(YOUR TASKS):
A) Duplicate, word for word, the part of the court opinion excerpt that opens with the words containing "In the present case, while" and closes with "permanence and stability.".
B) Condense the paragraph of the court opinion excerpt that begins "Furthermore, in considering the trial court's findings" into a short bulleted list that keeps its main facts.

(PAGE EXTRACT):
::::::::
In the present case, while the trial court's memorandum of decision was not a model of clarity, the testimony before the trial court, on which it was privileged to rely, essentially reflected these considerations in relation to the children's best interest, specifically, their need for permanence and stability.
Furthermore, in considering the trial court's findings pursuant to § 17a-112(k)(4), we are mindful that "an opinion must be read as a whole, without particular portions read in isolation, to discern the parameters of its holding.... Furthermore, we read an ambiguous trial court record so as to support, rather than contradict, its judgment." (Citation omitted; internal quotation marks omitted.) In re Jason R., 306 Conn. 438, 453, 51 A.3d 334 (2012). Reading the trial court's memorandum of decision in the present case as a whole, we conclude that the trial court did consider the factor set forth in § 17a-112(k)(4), including the children's emotional ties to the respondent. Specifically, the trial court explained at the beginning of the memorandum that "Nevaeh ... has been in [the petitioner's] care on three separate occasions. On September 4, 2008, Nevaeh ... was placed [on a ninety-six hour hold because the respondent] was homeless and had no way to care for the child. She was committed to [the petitioner] in October, 2008 and reunified to the [respondent's] care in January, 2009. In April, 2009, the child was placed in another [ninety-six] hour hold and again committed to [the petitioner] after [the respondent] was discharged from a drug treatment program for noncompliance. The child was reunified with [the respondent] in December, 2010. On July 2, 2012, Nevaeh was removed from [the respondent] for a third time." The trial court continued: "[Janiyah] resided with [the respondent] until [Janiyah was] removed with Nevaeh ... on July 2, 2012. On November 30, 2012, both children were placed in a preadoptive foster home. Nevaeh... has previously been placed with this family for [more than one] year." These findings by the trial court demonstrate that the trial court did consider the children's relationship with the respondent.
Moreover, to the extent that there is any ambiguity in the trial court's memorandum of decision, that court's subsequent articulations sufficiently clarified its ruling. "It is well established that [a]n
In the present case, after this court granted the petitioner's petition for certification to appeal and prior to the appellate briefs being submitted by the parties, pursuant to Practice Book §§ 60-2(1)
::::::::
(DATA ROWS):
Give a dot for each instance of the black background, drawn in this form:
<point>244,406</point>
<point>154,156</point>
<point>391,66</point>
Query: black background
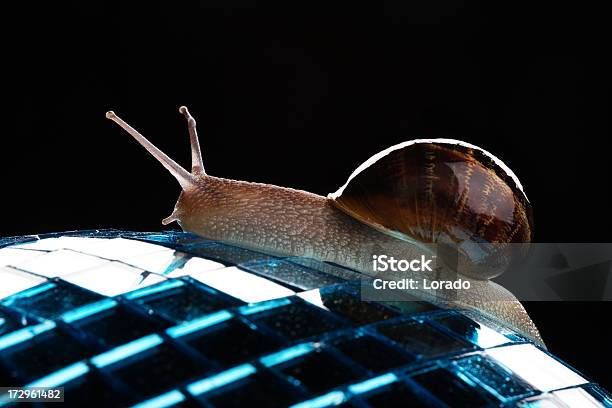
::::::::
(PER-TASK ANSWERS):
A)
In the present case, while the trial court's memorandum of decision was not a model of clarity, the testimony before the trial court, on which it was privileged to rely, essentially reflected these considerations in relation to the children's best interest, specifically, their need for permanence and stability.

B)
- Under In re Jason R., 306 Conn. 438, 453 (2012), an opinion is read as a whole, and an ambiguous trial court record is read to support its judgment.
- Read as a whole, the memorandum of decision shows that the trial court considered the § 17a-112(k)(4) factor, including the children's emotional ties to the respondent.
- Nevaeh's history in the memorandum:
  - She was placed on a ninety-six hour hold on September 4, 2008, because the respondent was homeless.
  - She was committed to the petitioner in October 2008 and reunified with the respondent in January 2009.
  - She was placed on a second hold and committed again in April 2009, after the respondent was discharged from a drug treatment program for noncompliance.
  - She was reunified in December 2010.
  - She was removed a third time on July 2, 2012.
- Janiyah lived with the respondent until she was removed with Nevaeh on July 2, 2012.
- On November 30, 2012, both children were placed in a preadoptive foster home. Nevaeh had previously been placed with that family for more than one year.
- These findings show that the trial court considered the children's relationship with the respondent.